## What is needed
Which lines in the rows below contain the string "haircut"? Pull out each of those lines in full, matching case exactly.

## Material to process
^^^^^^^^

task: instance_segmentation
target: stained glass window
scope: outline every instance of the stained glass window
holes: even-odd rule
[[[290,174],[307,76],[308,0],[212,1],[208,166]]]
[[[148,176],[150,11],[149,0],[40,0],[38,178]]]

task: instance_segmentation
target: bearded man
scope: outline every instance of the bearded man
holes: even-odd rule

^^^^^^^^

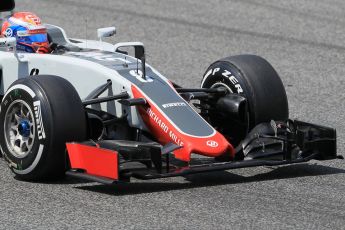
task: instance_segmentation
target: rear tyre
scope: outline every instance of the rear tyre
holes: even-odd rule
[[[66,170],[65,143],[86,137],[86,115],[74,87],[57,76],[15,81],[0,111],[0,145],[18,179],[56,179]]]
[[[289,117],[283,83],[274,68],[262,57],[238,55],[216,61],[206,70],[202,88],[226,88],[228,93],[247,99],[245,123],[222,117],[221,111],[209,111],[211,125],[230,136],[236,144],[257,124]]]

^^^^^^^^

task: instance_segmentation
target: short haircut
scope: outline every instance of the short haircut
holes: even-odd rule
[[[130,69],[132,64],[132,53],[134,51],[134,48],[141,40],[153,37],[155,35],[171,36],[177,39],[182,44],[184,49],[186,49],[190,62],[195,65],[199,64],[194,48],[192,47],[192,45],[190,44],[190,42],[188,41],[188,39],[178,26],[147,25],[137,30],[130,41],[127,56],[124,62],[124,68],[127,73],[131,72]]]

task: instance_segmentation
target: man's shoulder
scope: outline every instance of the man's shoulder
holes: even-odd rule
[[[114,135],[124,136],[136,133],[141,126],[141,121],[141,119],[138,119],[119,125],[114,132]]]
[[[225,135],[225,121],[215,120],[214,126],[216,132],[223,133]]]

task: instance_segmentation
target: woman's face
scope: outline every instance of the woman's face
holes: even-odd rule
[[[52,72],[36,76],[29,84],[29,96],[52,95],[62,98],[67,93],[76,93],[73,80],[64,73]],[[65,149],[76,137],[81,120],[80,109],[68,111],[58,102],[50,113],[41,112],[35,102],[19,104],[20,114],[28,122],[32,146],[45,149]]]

^^^^^^^^

## Correct output
target: short haircut
scope: outline every instance of the short haircut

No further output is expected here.